▶ Prompt
Using the listing below, copy exactly the lines from the one containing "Target: red wellington boot" to the one containing "Target: water reflection", both lines included, and no others.

▶ The records
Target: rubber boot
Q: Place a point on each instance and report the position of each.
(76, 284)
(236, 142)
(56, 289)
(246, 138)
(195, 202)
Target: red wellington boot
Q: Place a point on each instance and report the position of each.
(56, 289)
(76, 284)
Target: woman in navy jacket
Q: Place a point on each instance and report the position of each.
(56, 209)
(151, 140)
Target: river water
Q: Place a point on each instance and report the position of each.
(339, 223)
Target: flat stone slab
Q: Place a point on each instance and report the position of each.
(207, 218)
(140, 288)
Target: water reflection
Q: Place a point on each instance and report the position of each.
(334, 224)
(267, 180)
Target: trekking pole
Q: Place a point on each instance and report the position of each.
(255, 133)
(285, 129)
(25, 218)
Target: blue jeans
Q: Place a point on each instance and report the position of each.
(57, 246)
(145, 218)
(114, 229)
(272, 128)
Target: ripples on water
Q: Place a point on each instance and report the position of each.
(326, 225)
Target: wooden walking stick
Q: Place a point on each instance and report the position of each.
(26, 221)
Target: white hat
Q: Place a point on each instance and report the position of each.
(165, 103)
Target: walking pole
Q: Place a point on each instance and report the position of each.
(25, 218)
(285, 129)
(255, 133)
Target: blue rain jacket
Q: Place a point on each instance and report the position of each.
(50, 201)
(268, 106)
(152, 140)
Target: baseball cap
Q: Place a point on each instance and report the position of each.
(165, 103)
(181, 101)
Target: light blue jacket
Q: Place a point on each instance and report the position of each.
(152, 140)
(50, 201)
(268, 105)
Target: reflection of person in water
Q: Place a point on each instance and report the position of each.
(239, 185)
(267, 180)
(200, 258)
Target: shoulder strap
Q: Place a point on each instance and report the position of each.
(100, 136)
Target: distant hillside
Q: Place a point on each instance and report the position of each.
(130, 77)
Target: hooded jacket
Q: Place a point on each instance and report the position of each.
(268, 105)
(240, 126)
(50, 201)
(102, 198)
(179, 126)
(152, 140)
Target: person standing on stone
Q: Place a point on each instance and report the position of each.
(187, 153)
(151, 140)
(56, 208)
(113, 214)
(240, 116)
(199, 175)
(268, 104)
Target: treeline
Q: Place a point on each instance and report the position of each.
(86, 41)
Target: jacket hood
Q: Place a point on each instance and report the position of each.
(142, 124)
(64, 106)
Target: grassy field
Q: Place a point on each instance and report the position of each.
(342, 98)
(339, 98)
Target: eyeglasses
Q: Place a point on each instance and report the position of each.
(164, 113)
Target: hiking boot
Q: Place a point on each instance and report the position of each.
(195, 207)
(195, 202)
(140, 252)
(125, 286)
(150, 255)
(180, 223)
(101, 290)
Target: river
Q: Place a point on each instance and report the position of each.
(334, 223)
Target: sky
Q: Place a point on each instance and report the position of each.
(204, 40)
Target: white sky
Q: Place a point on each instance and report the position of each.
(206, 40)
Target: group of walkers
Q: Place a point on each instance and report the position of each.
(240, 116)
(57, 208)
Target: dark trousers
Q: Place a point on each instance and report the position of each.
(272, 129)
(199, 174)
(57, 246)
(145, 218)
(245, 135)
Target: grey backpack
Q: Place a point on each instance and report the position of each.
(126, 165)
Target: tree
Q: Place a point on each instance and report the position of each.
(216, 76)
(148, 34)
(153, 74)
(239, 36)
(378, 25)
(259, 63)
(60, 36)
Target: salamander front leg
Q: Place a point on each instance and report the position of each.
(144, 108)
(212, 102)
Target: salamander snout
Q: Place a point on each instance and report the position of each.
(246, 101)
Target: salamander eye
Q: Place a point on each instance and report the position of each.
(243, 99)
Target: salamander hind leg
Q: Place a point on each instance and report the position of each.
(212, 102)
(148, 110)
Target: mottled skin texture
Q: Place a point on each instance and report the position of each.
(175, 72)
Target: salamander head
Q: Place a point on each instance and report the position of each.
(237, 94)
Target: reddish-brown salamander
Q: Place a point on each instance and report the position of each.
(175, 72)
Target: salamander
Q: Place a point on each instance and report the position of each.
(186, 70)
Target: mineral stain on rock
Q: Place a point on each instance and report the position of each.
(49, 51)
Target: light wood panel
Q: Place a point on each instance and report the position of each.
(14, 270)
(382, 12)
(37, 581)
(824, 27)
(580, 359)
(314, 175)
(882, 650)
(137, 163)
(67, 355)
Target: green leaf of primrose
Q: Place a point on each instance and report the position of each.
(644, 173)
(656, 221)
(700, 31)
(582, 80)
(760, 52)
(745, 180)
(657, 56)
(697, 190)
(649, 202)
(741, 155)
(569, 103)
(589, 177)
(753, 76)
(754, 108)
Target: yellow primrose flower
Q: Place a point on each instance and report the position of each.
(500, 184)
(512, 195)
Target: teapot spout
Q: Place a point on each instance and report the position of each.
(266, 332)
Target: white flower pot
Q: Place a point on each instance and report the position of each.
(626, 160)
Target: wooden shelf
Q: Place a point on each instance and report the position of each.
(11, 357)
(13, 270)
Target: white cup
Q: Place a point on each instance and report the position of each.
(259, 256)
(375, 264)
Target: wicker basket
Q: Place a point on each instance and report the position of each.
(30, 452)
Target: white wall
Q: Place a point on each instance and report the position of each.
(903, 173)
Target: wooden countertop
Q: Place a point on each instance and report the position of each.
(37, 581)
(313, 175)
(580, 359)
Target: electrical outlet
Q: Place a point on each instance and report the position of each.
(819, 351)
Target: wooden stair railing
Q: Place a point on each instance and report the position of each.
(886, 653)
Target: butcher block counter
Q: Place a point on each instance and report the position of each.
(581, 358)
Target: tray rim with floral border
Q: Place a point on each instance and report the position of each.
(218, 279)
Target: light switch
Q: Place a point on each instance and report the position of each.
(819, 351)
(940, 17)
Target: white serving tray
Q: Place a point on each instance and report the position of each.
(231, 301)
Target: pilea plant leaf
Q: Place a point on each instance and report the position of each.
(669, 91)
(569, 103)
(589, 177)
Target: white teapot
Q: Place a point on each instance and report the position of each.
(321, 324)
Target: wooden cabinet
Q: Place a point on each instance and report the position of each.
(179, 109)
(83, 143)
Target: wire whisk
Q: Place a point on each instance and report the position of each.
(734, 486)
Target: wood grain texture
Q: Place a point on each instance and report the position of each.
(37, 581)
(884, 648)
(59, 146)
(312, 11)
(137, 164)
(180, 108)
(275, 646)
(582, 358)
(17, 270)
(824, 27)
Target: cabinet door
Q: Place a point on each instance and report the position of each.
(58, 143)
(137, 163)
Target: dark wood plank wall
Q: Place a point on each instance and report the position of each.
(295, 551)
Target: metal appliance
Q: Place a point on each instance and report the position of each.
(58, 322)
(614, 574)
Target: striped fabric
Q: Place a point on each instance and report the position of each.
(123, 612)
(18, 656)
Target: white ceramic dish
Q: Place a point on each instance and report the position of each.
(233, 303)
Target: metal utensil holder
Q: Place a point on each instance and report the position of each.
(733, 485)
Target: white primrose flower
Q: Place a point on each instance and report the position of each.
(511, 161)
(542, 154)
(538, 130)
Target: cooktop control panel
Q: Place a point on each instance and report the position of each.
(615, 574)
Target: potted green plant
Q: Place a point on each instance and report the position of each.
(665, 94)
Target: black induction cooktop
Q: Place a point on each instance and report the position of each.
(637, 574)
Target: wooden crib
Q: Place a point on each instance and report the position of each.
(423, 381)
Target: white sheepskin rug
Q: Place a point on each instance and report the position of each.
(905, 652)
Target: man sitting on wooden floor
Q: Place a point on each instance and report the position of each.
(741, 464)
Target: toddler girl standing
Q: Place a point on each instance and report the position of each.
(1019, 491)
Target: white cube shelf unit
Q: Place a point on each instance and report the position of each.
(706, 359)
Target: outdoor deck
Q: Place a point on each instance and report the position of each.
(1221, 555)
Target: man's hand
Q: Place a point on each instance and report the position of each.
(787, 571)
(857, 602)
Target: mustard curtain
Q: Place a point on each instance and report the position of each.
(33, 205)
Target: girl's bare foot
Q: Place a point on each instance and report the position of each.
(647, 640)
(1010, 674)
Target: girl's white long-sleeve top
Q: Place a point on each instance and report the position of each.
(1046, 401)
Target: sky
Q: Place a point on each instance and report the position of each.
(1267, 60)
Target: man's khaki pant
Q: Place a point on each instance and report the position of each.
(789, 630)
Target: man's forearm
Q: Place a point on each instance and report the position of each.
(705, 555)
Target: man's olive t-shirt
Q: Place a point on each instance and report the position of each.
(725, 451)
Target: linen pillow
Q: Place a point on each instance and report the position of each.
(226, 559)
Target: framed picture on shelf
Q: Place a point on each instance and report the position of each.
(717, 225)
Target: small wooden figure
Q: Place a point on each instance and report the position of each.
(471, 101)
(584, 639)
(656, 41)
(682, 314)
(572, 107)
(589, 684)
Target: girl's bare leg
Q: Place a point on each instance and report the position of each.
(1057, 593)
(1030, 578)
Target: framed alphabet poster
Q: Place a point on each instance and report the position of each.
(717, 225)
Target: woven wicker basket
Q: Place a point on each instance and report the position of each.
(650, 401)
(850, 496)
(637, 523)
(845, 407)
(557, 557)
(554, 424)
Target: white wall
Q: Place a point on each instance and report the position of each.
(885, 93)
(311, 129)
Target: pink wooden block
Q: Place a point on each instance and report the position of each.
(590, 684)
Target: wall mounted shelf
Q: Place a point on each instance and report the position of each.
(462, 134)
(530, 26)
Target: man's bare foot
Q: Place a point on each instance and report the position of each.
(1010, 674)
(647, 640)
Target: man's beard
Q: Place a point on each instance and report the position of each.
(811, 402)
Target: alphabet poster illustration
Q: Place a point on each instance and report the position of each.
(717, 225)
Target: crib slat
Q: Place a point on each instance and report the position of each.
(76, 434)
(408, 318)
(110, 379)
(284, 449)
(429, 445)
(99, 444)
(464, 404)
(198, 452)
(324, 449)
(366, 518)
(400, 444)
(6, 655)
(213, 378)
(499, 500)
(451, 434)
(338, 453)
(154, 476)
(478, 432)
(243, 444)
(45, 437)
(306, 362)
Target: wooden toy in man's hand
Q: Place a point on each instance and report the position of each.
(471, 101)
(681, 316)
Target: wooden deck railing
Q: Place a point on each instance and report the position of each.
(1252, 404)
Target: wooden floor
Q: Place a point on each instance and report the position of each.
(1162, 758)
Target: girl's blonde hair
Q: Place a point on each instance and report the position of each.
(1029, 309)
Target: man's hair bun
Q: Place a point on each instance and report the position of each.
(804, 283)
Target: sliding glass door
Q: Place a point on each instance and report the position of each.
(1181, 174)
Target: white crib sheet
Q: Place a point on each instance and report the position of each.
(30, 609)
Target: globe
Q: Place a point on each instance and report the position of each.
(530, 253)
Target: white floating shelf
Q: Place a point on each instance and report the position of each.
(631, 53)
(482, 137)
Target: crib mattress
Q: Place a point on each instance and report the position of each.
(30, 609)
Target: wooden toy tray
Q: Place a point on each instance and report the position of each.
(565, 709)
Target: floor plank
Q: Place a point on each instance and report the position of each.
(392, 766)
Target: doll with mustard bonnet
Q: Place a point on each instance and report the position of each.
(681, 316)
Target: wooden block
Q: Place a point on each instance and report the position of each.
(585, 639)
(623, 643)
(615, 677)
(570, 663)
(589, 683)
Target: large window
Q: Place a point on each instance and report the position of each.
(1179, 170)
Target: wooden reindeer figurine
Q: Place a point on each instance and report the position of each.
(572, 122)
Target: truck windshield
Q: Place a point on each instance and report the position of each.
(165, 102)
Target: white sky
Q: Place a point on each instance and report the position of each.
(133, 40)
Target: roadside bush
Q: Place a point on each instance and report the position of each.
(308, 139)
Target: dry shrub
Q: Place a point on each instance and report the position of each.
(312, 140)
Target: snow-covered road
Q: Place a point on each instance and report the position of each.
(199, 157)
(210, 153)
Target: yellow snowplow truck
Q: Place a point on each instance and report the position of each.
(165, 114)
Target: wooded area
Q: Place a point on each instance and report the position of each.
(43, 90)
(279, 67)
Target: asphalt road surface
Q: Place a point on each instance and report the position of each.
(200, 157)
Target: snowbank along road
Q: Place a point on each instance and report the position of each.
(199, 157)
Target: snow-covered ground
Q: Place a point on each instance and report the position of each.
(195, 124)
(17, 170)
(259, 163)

▶ Response to the exercise
Target: red wellington boot
Q: Place a point on each instance and report the position of each.
(56, 289)
(76, 284)
Target: woman in navy jacket
Q: Place a point on each instance and report the position of each.
(56, 209)
(151, 140)
Target: river water
Q: Place a point on each instance and report the position of each.
(339, 223)
Target: flat stone slab
Q: Place a point on each instance and report the position of each.
(207, 218)
(140, 288)
Target: water reflection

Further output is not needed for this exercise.